(Source data)
****************

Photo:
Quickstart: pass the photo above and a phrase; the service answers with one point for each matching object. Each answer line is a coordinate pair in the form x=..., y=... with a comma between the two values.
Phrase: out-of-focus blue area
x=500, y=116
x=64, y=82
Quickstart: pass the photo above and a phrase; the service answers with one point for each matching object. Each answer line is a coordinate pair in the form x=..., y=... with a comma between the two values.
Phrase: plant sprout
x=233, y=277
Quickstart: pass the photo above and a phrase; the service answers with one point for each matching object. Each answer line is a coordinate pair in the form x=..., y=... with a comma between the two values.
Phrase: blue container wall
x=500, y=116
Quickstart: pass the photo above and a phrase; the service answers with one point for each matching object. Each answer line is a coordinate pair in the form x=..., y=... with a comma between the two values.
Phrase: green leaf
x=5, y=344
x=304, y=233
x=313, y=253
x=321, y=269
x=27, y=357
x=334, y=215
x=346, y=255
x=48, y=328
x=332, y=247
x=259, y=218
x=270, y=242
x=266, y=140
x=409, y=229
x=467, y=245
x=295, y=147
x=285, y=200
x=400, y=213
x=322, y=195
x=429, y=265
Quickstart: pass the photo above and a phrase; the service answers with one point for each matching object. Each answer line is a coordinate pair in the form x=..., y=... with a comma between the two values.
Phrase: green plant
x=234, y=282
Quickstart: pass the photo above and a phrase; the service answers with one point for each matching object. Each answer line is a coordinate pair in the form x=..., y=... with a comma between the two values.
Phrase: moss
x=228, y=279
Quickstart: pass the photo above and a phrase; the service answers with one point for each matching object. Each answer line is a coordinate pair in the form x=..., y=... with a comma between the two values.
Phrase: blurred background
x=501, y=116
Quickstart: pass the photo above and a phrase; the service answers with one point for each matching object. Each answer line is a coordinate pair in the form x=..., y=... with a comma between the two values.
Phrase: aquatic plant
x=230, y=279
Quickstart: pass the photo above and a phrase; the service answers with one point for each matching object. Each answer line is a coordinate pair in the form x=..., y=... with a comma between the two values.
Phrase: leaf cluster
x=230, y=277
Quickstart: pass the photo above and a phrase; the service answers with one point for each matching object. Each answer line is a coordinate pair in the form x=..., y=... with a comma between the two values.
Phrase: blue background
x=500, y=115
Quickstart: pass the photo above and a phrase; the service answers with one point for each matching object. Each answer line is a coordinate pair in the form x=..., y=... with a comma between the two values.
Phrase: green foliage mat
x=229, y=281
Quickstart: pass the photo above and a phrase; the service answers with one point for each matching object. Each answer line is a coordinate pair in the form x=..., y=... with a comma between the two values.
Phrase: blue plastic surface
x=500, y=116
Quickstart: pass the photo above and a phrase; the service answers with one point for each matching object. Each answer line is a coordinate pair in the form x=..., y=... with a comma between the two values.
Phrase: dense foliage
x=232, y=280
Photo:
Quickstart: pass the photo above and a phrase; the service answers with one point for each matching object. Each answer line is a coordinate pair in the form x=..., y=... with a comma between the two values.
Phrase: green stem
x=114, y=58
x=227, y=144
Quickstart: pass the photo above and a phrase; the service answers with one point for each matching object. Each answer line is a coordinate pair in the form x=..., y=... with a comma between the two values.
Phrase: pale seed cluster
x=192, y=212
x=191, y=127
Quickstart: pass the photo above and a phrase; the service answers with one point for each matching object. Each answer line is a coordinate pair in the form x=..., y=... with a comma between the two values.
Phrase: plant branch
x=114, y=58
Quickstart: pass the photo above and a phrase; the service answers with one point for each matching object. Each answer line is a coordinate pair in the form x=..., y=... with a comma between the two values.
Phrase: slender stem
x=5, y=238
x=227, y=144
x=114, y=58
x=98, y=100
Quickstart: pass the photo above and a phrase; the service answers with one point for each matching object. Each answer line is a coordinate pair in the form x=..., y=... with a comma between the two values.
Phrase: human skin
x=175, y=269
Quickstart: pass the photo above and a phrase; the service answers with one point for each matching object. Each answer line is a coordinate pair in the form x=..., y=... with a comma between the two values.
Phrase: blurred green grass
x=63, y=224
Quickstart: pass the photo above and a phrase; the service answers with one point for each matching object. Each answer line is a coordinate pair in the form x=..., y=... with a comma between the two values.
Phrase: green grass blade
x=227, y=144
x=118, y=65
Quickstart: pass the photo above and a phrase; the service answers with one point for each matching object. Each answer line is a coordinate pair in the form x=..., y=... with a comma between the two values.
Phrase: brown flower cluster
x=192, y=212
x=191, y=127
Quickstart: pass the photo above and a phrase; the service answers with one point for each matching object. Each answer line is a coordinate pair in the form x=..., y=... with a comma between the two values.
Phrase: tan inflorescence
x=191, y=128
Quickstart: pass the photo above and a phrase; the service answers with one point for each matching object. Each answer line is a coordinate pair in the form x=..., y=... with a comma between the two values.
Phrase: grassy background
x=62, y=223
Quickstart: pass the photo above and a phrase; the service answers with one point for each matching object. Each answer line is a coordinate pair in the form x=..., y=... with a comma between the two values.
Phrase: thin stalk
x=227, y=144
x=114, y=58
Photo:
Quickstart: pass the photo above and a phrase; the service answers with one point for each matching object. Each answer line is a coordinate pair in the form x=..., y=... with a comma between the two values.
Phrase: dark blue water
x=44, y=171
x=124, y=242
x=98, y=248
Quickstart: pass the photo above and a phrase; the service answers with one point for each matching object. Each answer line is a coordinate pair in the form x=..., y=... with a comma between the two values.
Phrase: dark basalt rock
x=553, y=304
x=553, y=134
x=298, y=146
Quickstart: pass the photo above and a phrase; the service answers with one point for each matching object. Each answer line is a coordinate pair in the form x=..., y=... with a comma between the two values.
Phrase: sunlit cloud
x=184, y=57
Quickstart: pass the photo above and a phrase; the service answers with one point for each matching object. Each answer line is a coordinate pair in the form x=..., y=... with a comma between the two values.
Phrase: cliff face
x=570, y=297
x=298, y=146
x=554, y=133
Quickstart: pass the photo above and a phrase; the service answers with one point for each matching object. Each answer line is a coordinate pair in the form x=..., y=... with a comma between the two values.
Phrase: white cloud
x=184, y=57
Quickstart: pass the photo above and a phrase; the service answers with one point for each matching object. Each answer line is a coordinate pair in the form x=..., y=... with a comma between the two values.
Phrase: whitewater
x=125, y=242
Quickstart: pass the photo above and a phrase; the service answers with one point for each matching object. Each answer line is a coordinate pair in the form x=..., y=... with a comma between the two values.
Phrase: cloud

****************

- **Given exercise**
All the entries above need to be reproduced exactly.

- **Full solution**
Photo:
Quickstart: pass the photo above and a phrase; the service answers with one point for each matching object. Each answer line is a coordinate pair in the form x=..., y=... with a comma between the two values.
Phrase: out-of-focus blue area
x=500, y=116
x=64, y=82
Quickstart: pass the photo above and a phrase; the service answers with one point for each matching object. Each answer line is a coordinate pair in the form x=..., y=... with a comma between the two values.
Phrase: plant sprout
x=233, y=277
Quickstart: pass the photo above and a phrase; the service answers with one point for each matching object. Each answer line is a coordinate pair in the form x=..., y=... with a comma between the two values.
Phrase: blue container wall
x=500, y=116
Quickstart: pass the photo above and a phrase; the service answers with one point for each matching object. Each answer line is a coordinate pair in the form x=..., y=... with a comma between the two values.
Phrase: green leaf
x=5, y=344
x=304, y=233
x=313, y=253
x=321, y=269
x=27, y=357
x=334, y=215
x=346, y=255
x=48, y=328
x=332, y=247
x=259, y=218
x=270, y=242
x=266, y=140
x=409, y=229
x=467, y=245
x=295, y=147
x=285, y=200
x=400, y=213
x=322, y=195
x=429, y=265
Quickstart: pass the photo above and a phrase; the service answers with one point for each matching object. Each answer line is a coordinate pair in the form x=..., y=... with a comma between the two values.
Phrase: green plant
x=234, y=282
Quickstart: pass the photo above and a phrase; the service answers with one point for each matching object. Each answer line is a coordinate pair in the form x=..., y=... with a comma between the two values.
Phrase: moss
x=228, y=279
Quickstart: pass the photo above and a phrase; the service answers with one point for each matching object. Each answer line is a coordinate pair in the form x=..., y=... with a comma between the two values.
Phrase: blurred background
x=501, y=116
Quickstart: pass the photo above and a phrase; the service answers with one point for each matching object. Each answer line is a coordinate pair in the form x=..., y=... with a comma between the two values.
Phrase: aquatic plant
x=230, y=279
Quickstart: pass the photo above and a phrase; the service answers with one point for each matching object. Each answer line is a coordinate pair in the form x=..., y=... with a comma between the two values.
Phrase: leaf cluster
x=230, y=277
Quickstart: pass the photo above and a phrase; the service answers with one point for each matching object. Each answer line is a coordinate pair in the form x=..., y=... with a comma between the two values.
Phrase: blue background
x=500, y=115
Quickstart: pass the photo above and a phrase; the service answers with one point for each matching object. Each answer line is a coordinate pair in the form x=..., y=... with a comma between the two values.
Phrase: green foliage mat
x=229, y=281
Quickstart: pass the photo above and a phrase; the service answers with one point for each matching object. Each answer line is a coordinate pair in the form x=..., y=... with a comma between the two values.
Phrase: blue plastic surface
x=500, y=116
Quickstart: pass the photo above and a phrase; the service answers with one point for each matching object. Each answer line is a coordinate pair in the form x=..., y=... with a comma between the two values.
Phrase: dense foliage
x=232, y=280
Photo:
Quickstart: pass the photo above and a phrase; the service answers with one point for each matching object. Each answer line is a coordinate pair in the form x=..., y=... with a comma between the two values.
Phrase: green stem
x=114, y=58
x=227, y=144
Quickstart: pass the photo above and a phrase; the service answers with one point for each matching object. Each answer line is a coordinate pair in the form x=..., y=... with a comma between the two values.
Phrase: pale seed cluster
x=192, y=212
x=191, y=127
Quickstart: pass the photo above and a phrase; the service answers with one point for each matching object. Each answer line is a coordinate pair in the form x=..., y=... with a comma between the two values.
Phrase: plant branch
x=114, y=58
Quickstart: pass the photo above and a phrase; the service answers with one point for each matching object. Each answer line is a coordinate pair in the form x=..., y=... with a comma between the two values.
Phrase: slender stem
x=5, y=238
x=227, y=144
x=114, y=58
x=98, y=100
Quickstart: pass the photo above and a phrase; the service answers with one point for each matching object. Each answer line is a coordinate pair in the form x=..., y=... with a comma between the two values.
Phrase: human skin
x=175, y=269
Quickstart: pass the photo above and a phrase; the service answers with one point for each matching object. Each answer line is a coordinate pair in the form x=..., y=... with a comma between the two values.
Phrase: blurred green grass
x=63, y=224
Quickstart: pass the photo above and a phrase; the service answers with one point for each matching object. Each answer line is a coordinate pair in the form x=..., y=... with a comma between the two values.
Phrase: green grass blade
x=227, y=144
x=118, y=65
Quickstart: pass the photo above and a phrase; the service answers with one point for each matching object. Each answer line is a coordinate pair in the form x=..., y=... with a comma between the two values.
Phrase: brown flower cluster
x=192, y=212
x=191, y=127
Quickstart: pass the photo above and a phrase; the service answers with one point for each matching object. Each answer line is a coordinate pair in the form x=..., y=... with a comma between the two values.
Phrase: tan inflorescence
x=191, y=128
Quickstart: pass the photo above and a phrase; the service answers with one point for each matching object. Each answer line is a coordinate pair in the form x=..., y=... with a comma between the two values.
Phrase: grassy background
x=62, y=223
Quickstart: pass the photo above and a phrase; the service answers with one point for each matching object. Each answer line is a coordinate pair in the form x=..., y=... with a comma between the two values.
Phrase: thin stalk
x=227, y=144
x=114, y=58
Photo:
Quickstart: pass the photo above and a phrase; the service answers with one point for each matching object. Each answer line is a coordinate pair in the form x=..., y=... with a comma between the two values.
Phrase: dark blue water
x=44, y=171
x=124, y=242
x=98, y=248
Quickstart: pass the photo above and a phrase; the service answers with one point for each matching object. Each answer line is a coordinate pair in the form x=..., y=... with a comma between the two values.
Phrase: dark basalt rock
x=553, y=304
x=553, y=134
x=298, y=146
Quickstart: pass the photo above and a phrase; the service answers with one point for each matching object. Each answer line is a coordinate pair in the form x=..., y=... with a comma between the two values.
Phrase: sunlit cloud
x=184, y=57
Quickstart: pass the photo above and a phrase; the service answers with one point for each matching object. Each answer line is a coordinate pair in the form x=..., y=... with a comma between the two values.
Phrase: cliff face
x=570, y=297
x=298, y=146
x=554, y=133
Quickstart: pass the photo above and a phrase; the service answers with one point for each matching object. Each answer line is a coordinate pair in the form x=..., y=... with a comma between the two values.
Phrase: white cloud
x=184, y=57
Quickstart: pass the photo above and a phrase; the service answers with one point for each matching object. Each answer line is a coordinate pair in the form x=..., y=... with a comma between the two values.
Phrase: whitewater
x=125, y=242
Quickstart: pass the photo above and a phrase; the service answers with one point for each matching object. Each answer line is a coordinate pair in the form x=..., y=... with a comma between the two values.
Phrase: cloud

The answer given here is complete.